Text-to-region grounding data -
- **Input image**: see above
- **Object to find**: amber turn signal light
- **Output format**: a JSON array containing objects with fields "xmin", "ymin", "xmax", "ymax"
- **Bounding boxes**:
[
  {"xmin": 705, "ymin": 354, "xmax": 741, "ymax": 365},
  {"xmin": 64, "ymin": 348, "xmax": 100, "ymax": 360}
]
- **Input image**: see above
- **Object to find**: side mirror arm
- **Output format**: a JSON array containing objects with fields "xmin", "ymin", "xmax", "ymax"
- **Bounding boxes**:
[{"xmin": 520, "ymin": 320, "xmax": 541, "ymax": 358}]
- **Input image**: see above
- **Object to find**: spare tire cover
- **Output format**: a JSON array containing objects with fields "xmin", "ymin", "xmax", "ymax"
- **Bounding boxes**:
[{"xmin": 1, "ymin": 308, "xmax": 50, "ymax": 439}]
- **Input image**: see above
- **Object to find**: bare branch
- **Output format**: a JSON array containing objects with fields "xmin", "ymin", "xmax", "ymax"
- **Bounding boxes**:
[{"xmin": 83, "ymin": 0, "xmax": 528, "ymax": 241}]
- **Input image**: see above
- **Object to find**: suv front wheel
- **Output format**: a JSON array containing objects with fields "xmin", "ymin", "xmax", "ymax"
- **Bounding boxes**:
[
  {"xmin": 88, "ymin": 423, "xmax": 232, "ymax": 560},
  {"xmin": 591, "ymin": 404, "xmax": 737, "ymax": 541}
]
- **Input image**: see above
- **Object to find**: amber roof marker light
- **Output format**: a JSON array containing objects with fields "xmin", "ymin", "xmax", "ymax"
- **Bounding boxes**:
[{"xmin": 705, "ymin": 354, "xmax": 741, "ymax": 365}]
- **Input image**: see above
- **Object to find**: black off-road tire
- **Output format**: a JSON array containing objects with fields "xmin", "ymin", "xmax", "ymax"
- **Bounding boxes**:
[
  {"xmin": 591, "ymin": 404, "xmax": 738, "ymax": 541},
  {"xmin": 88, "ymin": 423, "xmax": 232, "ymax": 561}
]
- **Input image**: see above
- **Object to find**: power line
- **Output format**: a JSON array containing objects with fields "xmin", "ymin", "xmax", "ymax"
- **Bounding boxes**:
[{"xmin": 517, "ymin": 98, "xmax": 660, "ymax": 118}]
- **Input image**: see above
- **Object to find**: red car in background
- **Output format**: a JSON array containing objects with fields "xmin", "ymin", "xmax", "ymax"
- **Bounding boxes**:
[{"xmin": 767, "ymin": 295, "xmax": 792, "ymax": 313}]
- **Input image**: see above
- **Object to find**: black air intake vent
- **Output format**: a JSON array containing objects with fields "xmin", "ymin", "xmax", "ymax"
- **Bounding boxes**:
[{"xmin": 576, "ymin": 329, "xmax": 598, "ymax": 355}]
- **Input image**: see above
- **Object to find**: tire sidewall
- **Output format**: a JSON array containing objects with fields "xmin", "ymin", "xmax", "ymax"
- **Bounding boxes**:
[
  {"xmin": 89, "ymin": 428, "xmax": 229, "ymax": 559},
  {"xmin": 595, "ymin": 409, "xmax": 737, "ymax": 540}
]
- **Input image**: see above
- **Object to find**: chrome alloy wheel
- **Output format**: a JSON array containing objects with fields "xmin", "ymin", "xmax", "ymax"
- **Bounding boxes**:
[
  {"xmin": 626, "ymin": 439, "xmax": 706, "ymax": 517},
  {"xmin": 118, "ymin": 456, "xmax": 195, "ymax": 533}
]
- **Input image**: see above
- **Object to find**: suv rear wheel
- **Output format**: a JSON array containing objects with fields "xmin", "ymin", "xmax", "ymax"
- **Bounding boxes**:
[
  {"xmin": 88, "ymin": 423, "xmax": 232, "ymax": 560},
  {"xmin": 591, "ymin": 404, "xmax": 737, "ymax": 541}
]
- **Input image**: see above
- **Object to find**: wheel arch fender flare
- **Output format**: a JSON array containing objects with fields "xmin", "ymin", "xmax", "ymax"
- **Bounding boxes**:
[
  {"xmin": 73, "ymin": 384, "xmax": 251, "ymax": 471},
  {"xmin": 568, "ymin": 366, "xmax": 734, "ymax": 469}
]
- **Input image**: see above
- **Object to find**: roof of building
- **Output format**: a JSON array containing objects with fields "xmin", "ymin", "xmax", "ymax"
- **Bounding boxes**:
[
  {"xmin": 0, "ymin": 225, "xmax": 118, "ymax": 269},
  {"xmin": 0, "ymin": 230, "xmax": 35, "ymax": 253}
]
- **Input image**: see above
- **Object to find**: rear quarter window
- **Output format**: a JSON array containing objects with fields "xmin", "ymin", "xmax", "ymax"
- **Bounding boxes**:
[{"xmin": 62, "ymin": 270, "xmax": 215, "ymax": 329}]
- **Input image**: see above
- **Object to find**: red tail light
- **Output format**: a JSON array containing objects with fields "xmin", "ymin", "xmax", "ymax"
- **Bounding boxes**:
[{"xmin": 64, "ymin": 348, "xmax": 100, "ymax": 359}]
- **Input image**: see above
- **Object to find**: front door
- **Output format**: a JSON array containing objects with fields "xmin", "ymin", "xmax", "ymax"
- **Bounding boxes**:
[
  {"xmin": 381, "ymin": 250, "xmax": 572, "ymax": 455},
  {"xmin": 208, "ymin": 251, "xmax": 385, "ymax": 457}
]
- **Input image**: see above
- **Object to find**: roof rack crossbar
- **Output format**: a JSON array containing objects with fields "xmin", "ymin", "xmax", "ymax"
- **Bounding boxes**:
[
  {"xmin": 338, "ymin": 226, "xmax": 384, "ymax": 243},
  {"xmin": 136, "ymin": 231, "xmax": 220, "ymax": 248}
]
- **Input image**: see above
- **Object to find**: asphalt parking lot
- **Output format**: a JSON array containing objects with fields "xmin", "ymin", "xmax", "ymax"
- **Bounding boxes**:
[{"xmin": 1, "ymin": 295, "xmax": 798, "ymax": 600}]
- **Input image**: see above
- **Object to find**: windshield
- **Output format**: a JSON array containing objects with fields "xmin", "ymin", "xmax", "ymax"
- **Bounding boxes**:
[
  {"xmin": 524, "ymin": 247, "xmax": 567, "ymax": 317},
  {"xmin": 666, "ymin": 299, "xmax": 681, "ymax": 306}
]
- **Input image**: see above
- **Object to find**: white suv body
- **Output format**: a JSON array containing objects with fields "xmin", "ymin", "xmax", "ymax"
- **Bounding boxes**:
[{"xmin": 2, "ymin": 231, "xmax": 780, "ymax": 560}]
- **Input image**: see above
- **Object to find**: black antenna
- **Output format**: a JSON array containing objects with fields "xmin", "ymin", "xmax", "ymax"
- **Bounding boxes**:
---
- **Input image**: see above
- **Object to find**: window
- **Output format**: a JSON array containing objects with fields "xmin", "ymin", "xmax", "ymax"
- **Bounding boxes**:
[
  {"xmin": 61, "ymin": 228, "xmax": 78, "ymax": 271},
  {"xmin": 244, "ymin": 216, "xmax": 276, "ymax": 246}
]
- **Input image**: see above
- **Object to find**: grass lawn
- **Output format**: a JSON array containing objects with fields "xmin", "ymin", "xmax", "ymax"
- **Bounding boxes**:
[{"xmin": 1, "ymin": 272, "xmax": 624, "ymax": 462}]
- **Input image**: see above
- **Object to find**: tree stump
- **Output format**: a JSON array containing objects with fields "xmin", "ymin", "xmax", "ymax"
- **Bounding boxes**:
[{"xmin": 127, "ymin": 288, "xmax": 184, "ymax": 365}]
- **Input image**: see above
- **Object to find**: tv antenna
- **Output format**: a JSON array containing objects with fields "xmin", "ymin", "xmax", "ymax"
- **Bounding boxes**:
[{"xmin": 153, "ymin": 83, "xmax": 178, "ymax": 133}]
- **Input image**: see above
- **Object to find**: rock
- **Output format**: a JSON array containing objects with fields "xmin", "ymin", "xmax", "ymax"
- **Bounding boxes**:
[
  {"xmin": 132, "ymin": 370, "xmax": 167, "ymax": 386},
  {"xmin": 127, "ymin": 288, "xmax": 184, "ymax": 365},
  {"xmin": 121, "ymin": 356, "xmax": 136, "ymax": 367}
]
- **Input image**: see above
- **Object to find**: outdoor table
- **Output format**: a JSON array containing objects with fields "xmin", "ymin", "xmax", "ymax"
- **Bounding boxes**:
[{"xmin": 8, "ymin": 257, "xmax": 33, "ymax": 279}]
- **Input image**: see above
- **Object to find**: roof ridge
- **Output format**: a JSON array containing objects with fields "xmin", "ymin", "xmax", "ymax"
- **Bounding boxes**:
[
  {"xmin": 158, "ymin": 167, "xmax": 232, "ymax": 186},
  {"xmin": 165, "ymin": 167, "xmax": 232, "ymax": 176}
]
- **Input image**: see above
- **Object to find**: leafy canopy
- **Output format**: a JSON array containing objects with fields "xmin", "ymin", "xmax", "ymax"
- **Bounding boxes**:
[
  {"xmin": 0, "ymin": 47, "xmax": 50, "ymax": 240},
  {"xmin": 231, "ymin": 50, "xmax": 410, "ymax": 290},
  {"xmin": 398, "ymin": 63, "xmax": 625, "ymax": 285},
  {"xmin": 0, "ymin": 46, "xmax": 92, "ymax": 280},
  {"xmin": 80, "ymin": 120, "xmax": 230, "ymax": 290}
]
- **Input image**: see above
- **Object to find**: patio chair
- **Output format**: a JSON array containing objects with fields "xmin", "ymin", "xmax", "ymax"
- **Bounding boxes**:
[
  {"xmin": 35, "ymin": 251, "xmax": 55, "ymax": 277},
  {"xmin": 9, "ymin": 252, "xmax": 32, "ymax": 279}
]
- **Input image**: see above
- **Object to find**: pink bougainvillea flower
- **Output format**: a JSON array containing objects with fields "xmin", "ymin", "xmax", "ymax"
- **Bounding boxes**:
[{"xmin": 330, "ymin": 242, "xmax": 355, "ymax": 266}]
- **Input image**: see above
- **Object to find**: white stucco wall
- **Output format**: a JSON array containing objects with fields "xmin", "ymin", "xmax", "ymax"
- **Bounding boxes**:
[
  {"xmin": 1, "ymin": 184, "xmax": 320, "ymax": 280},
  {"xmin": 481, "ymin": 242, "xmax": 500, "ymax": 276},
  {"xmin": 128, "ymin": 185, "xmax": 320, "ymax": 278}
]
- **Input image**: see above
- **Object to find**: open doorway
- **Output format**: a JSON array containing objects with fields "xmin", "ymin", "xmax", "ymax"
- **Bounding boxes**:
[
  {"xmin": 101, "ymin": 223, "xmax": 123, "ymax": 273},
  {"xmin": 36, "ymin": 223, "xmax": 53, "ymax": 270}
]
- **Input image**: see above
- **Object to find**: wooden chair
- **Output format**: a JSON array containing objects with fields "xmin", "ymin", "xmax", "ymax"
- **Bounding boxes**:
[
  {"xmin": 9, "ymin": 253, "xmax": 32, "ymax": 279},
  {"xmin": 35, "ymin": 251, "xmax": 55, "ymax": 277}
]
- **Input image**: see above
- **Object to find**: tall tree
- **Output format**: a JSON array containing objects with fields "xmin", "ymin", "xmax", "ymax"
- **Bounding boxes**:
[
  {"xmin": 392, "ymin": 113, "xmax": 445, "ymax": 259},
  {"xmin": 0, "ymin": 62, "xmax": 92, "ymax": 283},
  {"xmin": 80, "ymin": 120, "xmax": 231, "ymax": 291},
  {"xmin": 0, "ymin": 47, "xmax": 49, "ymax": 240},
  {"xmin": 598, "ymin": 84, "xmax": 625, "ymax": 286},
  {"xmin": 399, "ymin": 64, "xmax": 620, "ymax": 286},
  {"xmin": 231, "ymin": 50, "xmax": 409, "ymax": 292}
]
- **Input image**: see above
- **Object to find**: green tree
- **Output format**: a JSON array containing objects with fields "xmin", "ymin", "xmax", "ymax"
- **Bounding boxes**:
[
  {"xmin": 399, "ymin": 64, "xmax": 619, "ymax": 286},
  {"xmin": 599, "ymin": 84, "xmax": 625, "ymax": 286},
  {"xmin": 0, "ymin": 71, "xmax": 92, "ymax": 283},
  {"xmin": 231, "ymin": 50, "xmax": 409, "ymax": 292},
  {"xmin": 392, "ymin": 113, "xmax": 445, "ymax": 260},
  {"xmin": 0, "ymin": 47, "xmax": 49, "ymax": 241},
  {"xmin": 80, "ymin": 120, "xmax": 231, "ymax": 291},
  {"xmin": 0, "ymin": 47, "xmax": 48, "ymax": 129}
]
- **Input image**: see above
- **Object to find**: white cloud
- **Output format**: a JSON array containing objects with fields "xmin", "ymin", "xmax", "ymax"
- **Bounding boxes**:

TASK TO COMPLETE -
Whenever a line in the data holds "black", copy that line.

SOLUTION TO THE EXERCISE -
- **Object to find**: black off-road tire
- **Object to find**: black air intake vent
- **Object to find**: black antenna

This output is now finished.